» Written request a: Set down word for word the stretch of the message about C coding style from "Thanks, that's what" through "the line before?".
--- START OF Selected excerpt ---
On Sat, 02 Jun 2007 10:01:06 +0200, neimad <[EMAIL PROTECTED]> wrote:

[...] I always put the comment on the line before the statement, so
I would write your example above as follows:

    /* wait 200ms for the pull-up to rise before next standalone
     * behavior otherwise position switches signals are wrong */
    event_timer = 2;


Thanks, that's what I wanted to know, though I'm so used to it that I'll have a hard time ... ;-) What about defines, enums, etc., you'd put the comment/description of define_1 on the right or on the line before?
enum my_enum {
    define_1,
    define_2,
}

There's the same for function calls, should we do
     void my_long_function_call(parameter_1, parameter_2,  parameter_3,
                                parameter_4)
or
     void my_long_function_call(parameter_1, parameter_2,  parameter_3,
             parameter_4)

Both styles are ok and I have used both. Depends on the coding style
conventions. (For the second one, it is advised to indent the second
part with two indentation levels.)

I prefer the first one though, as I find it a bit cleaner (and it is
how Emacs indents C by default ;-)).

vi defaults to the second, I think we'll never agree on this ;-)
--- END OF Selected excerpt ---
--- START OF Information supplied ---
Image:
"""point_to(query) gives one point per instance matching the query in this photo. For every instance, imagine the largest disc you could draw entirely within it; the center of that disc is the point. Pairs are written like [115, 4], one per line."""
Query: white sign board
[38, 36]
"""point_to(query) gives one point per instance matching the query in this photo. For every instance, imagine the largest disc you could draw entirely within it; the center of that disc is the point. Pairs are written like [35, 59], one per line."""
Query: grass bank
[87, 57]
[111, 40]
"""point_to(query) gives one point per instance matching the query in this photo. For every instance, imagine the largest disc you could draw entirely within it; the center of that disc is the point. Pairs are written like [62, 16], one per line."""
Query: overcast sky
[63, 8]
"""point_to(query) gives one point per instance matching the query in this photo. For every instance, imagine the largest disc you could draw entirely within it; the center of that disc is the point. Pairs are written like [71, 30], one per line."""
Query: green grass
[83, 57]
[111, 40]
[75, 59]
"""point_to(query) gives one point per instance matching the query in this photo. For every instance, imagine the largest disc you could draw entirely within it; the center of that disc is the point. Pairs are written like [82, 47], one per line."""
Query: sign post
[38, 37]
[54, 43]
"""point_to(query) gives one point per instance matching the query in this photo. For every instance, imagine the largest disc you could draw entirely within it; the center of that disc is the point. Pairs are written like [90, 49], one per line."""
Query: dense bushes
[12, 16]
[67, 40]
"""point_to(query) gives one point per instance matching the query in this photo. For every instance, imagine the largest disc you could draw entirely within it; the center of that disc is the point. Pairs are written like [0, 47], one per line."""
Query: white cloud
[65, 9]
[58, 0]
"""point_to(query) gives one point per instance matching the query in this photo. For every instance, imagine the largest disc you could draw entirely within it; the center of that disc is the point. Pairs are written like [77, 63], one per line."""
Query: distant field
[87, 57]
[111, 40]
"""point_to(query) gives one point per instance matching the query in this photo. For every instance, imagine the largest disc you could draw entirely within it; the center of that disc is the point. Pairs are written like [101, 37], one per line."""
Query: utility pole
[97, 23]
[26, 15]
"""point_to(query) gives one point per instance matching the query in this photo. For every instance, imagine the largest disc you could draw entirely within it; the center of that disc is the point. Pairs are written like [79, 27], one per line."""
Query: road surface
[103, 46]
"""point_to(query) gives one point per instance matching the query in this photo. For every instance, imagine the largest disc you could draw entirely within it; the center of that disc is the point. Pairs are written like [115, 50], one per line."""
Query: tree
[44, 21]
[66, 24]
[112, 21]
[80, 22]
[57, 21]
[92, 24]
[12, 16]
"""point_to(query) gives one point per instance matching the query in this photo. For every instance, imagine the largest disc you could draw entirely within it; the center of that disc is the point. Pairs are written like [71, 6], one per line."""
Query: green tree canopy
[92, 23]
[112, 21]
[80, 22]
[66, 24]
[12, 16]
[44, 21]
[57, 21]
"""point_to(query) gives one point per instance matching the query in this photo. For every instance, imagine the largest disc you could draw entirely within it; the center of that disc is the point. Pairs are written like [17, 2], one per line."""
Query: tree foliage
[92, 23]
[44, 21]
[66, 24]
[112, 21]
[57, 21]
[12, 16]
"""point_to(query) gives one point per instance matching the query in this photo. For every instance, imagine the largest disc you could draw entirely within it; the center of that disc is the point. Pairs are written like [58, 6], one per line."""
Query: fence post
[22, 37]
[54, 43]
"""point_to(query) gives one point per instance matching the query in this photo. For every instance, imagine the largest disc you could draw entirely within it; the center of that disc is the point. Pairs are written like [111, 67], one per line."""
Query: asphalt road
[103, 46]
--- END OF Information supplied ---
» Written request b: Rewrite the stretch of the records from the line containing "[79, 27], one" through the end of the records as a JSON list of strings, one string per line, leaving out blank lines.

» Written solution a:
Thanks, that's what I wanted to know, though I'm so used to it that I'll have a hard time ... ;-) What about defines, enums, etc., you'd put the comment/description of define_1 on the right or on the line before?

» Written solution b:
[
  "\"\"\"point_to(query) gives one point per instance matching the query in this photo. For every instance, imagine the largest disc you could draw entirely within it; the center of that disc is the point. Pairs are written like [79, 27], one per line.\"\"\"",
  "Query: road surface",
  "[103, 46]",
  "\"\"\"point_to(query) gives one point per instance matching the query in this photo. For every instance, imagine the largest disc you could draw entirely within it; the center of that disc is the point. Pairs are written like [115, 50], one per line.\"\"\"",
  "Query: tree",
  "[44, 21]",
  "[66, 24]",
  "[112, 21]",
  "[80, 22]",
  "[57, 21]",
  "[92, 24]",
  "[12, 16]",
  "\"\"\"point_to(query) gives one point per instance matching the query in this photo. For every instance, imagine the largest disc you could draw entirely within it; the center of that disc is the point. Pairs are written like [71, 6], one per line.\"\"\"",
  "Query: green tree canopy",
  "[92, 23]",
  "[112, 21]",
  "[80, 22]",
  "[66, 24]",
  "[12, 16]",
  "[44, 21]",
  "[57, 21]",
  "\"\"\"point_to(query) gives one point per instance matching the query in this photo. For every instance, imagine the largest disc you could draw entirely within it; the center of that disc is the point. Pairs are written like [17, 2], one per line.\"\"\"",
  "Query: tree foliage",
  "[92, 23]",
  "[44, 21]",
  "[66, 24]",
  "[112, 21]",
  "[57, 21]",
  "[12, 16]",
  "\"\"\"point_to(query) gives one point per instance matching the query in this photo. For every instance, imagine the largest disc you could draw entirely within it; the center of that disc is the point. Pairs are written like [58, 6], one per line.\"\"\"",
  "Query: fence post",
  "[22, 37]",
  "[54, 43]",
  "\"\"\"point_to(query) gives one point per instance matching the query in this photo. For every instance, imagine the largest disc you could draw entirely within it; the center of that disc is the point. Pairs are written like [111, 67], one per line.\"\"\"",
  "Query: asphalt road",
  "[103, 46]"
]